_Exercise directions_.
Put the lines starting at the one containing "point: man's short" and ending at the end of the entries into a numbered list, leaving out any blank lines.

(Location identification entries)

::::::::

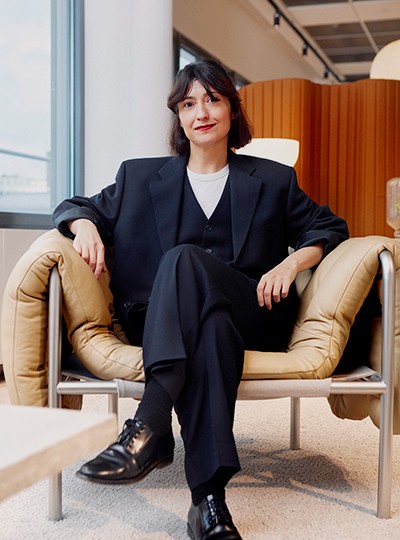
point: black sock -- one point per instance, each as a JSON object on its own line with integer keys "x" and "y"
{"x": 155, "y": 408}
{"x": 208, "y": 488}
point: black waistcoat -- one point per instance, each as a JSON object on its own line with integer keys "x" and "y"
{"x": 214, "y": 235}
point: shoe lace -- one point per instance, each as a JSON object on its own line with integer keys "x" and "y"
{"x": 131, "y": 429}
{"x": 217, "y": 512}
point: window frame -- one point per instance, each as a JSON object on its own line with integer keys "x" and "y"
{"x": 67, "y": 112}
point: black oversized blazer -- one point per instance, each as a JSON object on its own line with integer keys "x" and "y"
{"x": 139, "y": 216}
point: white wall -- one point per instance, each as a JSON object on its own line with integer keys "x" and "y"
{"x": 240, "y": 34}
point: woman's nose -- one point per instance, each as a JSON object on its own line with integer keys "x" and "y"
{"x": 202, "y": 112}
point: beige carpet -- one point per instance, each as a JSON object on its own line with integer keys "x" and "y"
{"x": 326, "y": 490}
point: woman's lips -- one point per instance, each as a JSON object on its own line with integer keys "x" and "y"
{"x": 205, "y": 127}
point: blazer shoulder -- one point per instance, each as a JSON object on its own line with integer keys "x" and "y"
{"x": 147, "y": 162}
{"x": 261, "y": 167}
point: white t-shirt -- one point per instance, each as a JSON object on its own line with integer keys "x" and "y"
{"x": 208, "y": 188}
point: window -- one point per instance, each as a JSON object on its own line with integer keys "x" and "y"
{"x": 40, "y": 85}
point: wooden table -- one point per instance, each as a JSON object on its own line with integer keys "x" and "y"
{"x": 36, "y": 442}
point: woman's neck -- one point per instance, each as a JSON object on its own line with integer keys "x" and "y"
{"x": 205, "y": 161}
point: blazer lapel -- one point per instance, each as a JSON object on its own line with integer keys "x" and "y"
{"x": 245, "y": 190}
{"x": 166, "y": 194}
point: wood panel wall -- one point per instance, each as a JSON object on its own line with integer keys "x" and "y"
{"x": 349, "y": 141}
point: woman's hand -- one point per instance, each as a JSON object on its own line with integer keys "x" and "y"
{"x": 275, "y": 284}
{"x": 89, "y": 245}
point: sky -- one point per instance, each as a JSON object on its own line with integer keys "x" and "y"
{"x": 25, "y": 83}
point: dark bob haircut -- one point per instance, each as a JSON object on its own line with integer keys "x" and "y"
{"x": 214, "y": 78}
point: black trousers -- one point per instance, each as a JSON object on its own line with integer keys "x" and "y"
{"x": 204, "y": 313}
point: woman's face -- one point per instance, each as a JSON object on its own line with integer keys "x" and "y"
{"x": 205, "y": 119}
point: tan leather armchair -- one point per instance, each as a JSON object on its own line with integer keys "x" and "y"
{"x": 330, "y": 303}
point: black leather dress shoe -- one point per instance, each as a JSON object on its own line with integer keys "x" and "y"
{"x": 136, "y": 453}
{"x": 211, "y": 520}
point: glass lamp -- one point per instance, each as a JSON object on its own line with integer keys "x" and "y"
{"x": 393, "y": 205}
{"x": 284, "y": 151}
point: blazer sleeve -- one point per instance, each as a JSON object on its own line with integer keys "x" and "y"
{"x": 102, "y": 209}
{"x": 309, "y": 223}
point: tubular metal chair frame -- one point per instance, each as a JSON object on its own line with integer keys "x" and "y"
{"x": 249, "y": 389}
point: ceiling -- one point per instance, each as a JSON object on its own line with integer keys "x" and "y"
{"x": 347, "y": 33}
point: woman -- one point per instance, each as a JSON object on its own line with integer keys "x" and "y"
{"x": 201, "y": 273}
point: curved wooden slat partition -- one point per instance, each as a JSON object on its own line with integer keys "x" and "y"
{"x": 349, "y": 141}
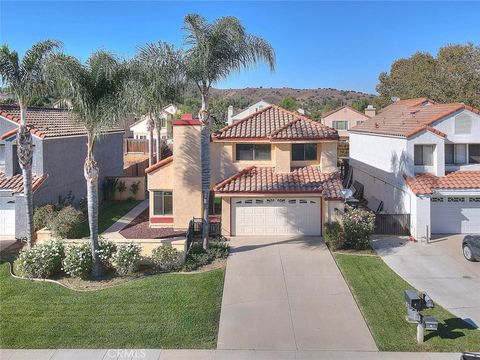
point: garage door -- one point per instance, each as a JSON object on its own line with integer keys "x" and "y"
{"x": 455, "y": 215}
{"x": 7, "y": 219}
{"x": 276, "y": 216}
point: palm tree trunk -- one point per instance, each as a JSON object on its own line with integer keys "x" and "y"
{"x": 150, "y": 127}
{"x": 25, "y": 155}
{"x": 205, "y": 158}
{"x": 91, "y": 175}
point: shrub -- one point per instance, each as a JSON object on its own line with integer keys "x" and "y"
{"x": 43, "y": 260}
{"x": 42, "y": 215}
{"x": 78, "y": 261}
{"x": 127, "y": 259}
{"x": 64, "y": 222}
{"x": 358, "y": 226}
{"x": 106, "y": 250}
{"x": 167, "y": 258}
{"x": 334, "y": 235}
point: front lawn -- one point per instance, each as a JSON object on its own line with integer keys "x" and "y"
{"x": 161, "y": 311}
{"x": 379, "y": 293}
{"x": 109, "y": 213}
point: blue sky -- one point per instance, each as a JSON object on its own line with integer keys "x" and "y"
{"x": 341, "y": 45}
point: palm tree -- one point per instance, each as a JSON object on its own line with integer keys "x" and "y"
{"x": 26, "y": 79}
{"x": 94, "y": 90}
{"x": 216, "y": 50}
{"x": 157, "y": 79}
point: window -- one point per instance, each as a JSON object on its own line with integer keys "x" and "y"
{"x": 302, "y": 152}
{"x": 423, "y": 155}
{"x": 162, "y": 203}
{"x": 253, "y": 152}
{"x": 340, "y": 124}
{"x": 474, "y": 153}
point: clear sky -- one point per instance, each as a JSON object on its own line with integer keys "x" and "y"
{"x": 342, "y": 45}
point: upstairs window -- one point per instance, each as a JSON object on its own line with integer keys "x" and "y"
{"x": 463, "y": 124}
{"x": 162, "y": 203}
{"x": 340, "y": 124}
{"x": 423, "y": 155}
{"x": 302, "y": 152}
{"x": 259, "y": 152}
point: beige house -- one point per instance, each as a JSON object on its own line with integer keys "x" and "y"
{"x": 345, "y": 118}
{"x": 272, "y": 173}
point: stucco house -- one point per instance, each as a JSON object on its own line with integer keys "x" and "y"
{"x": 272, "y": 173}
{"x": 422, "y": 158}
{"x": 59, "y": 154}
{"x": 344, "y": 118}
{"x": 139, "y": 128}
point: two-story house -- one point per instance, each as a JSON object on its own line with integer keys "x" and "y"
{"x": 58, "y": 157}
{"x": 422, "y": 158}
{"x": 272, "y": 173}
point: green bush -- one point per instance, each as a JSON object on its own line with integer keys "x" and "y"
{"x": 358, "y": 226}
{"x": 78, "y": 261}
{"x": 334, "y": 235}
{"x": 42, "y": 215}
{"x": 127, "y": 259}
{"x": 167, "y": 258}
{"x": 41, "y": 261}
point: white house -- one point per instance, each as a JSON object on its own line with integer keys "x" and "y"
{"x": 422, "y": 158}
{"x": 139, "y": 128}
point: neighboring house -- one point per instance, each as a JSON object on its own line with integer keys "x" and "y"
{"x": 345, "y": 117}
{"x": 272, "y": 173}
{"x": 422, "y": 158}
{"x": 139, "y": 128}
{"x": 58, "y": 158}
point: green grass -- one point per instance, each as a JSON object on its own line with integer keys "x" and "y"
{"x": 109, "y": 213}
{"x": 379, "y": 293}
{"x": 161, "y": 311}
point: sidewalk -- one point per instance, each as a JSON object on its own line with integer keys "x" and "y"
{"x": 157, "y": 354}
{"x": 113, "y": 232}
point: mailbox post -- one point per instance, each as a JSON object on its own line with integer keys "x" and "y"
{"x": 416, "y": 302}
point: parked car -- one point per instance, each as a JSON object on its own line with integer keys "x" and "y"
{"x": 471, "y": 247}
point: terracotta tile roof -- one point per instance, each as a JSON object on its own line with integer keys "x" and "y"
{"x": 264, "y": 180}
{"x": 47, "y": 122}
{"x": 15, "y": 183}
{"x": 159, "y": 164}
{"x": 276, "y": 124}
{"x": 408, "y": 117}
{"x": 423, "y": 184}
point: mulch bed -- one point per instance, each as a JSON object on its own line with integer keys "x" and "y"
{"x": 139, "y": 229}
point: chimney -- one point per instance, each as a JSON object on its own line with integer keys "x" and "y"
{"x": 230, "y": 115}
{"x": 370, "y": 111}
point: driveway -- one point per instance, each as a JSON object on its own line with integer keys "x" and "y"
{"x": 439, "y": 269}
{"x": 288, "y": 294}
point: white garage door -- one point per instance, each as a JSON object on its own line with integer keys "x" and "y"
{"x": 7, "y": 219}
{"x": 276, "y": 216}
{"x": 455, "y": 215}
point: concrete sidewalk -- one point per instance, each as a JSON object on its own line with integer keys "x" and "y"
{"x": 288, "y": 294}
{"x": 113, "y": 232}
{"x": 157, "y": 354}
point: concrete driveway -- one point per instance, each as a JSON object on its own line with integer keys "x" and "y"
{"x": 439, "y": 269}
{"x": 288, "y": 294}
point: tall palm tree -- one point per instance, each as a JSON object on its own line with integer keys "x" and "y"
{"x": 216, "y": 50}
{"x": 157, "y": 79}
{"x": 94, "y": 90}
{"x": 26, "y": 79}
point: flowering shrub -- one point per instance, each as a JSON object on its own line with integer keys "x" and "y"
{"x": 167, "y": 258}
{"x": 78, "y": 261}
{"x": 358, "y": 226}
{"x": 106, "y": 250}
{"x": 42, "y": 261}
{"x": 127, "y": 259}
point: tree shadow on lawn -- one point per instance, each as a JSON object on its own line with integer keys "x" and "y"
{"x": 450, "y": 329}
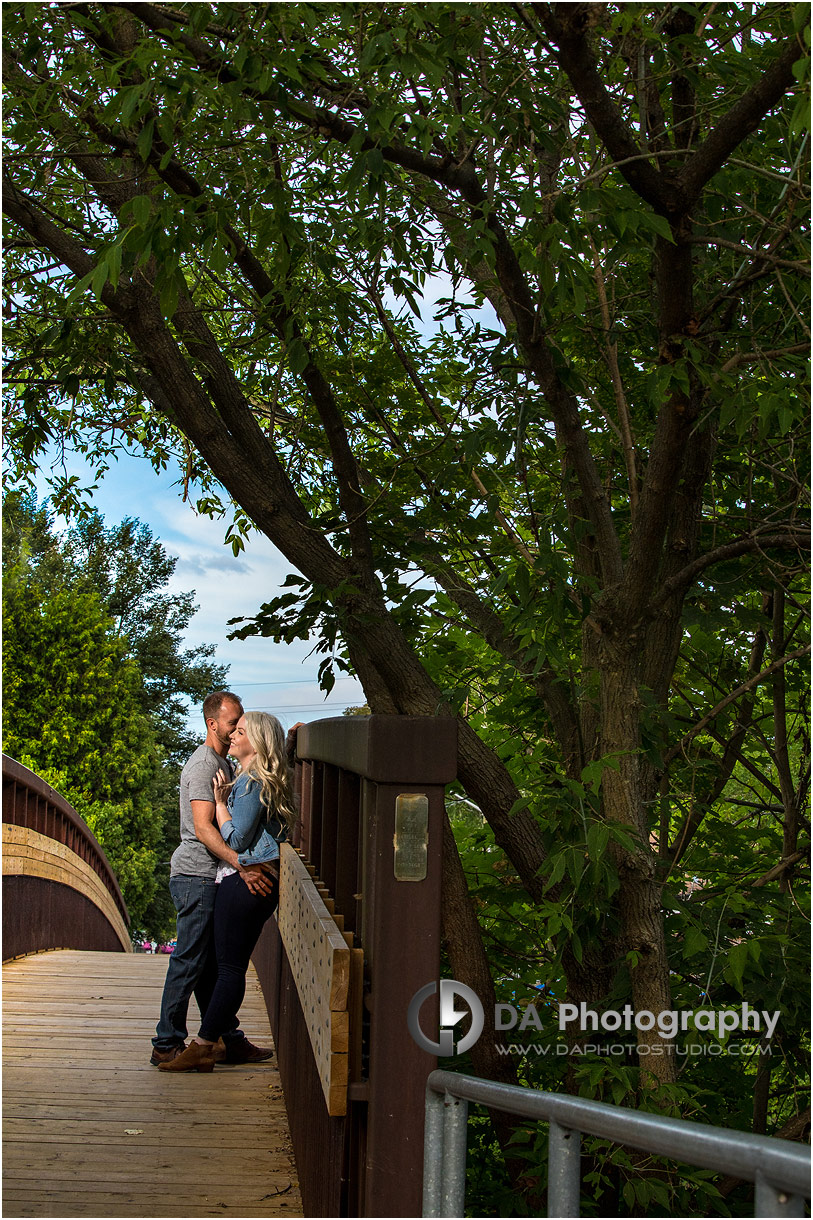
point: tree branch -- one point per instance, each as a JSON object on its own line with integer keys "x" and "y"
{"x": 733, "y": 697}
{"x": 756, "y": 542}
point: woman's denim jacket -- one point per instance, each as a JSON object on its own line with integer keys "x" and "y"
{"x": 253, "y": 832}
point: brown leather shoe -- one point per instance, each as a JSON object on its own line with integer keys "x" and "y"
{"x": 165, "y": 1057}
{"x": 241, "y": 1051}
{"x": 194, "y": 1058}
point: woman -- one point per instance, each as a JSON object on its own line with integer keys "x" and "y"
{"x": 253, "y": 813}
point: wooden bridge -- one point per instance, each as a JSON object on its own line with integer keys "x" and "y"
{"x": 92, "y": 1129}
{"x": 335, "y": 1125}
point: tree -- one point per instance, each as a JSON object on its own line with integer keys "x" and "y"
{"x": 71, "y": 713}
{"x": 221, "y": 218}
{"x": 95, "y": 682}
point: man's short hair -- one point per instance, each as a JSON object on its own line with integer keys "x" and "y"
{"x": 214, "y": 702}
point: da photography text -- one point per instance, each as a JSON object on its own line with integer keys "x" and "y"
{"x": 573, "y": 1018}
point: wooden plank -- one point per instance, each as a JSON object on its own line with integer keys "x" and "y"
{"x": 90, "y": 1129}
{"x": 28, "y": 853}
{"x": 320, "y": 963}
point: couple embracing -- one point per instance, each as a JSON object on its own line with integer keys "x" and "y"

::::::::

_Result for this exercise_.
1. point: man's short hair -- one point per instance, each as a JSON object on its own line with integer keys "x" and "y"
2. {"x": 214, "y": 702}
3. point: da photography text -- one point per instance, each as a JSON object on its own line with integer keys "x" and "y"
4. {"x": 573, "y": 1018}
5. point: wooden plank -- one point per instance, each as a JSON object on its own line with integer keys "x" and "y"
6. {"x": 90, "y": 1129}
7. {"x": 28, "y": 853}
8. {"x": 320, "y": 963}
9. point: couple embracing -- one point per instance, each as a JSON object on its own line with integer keys "x" and "y"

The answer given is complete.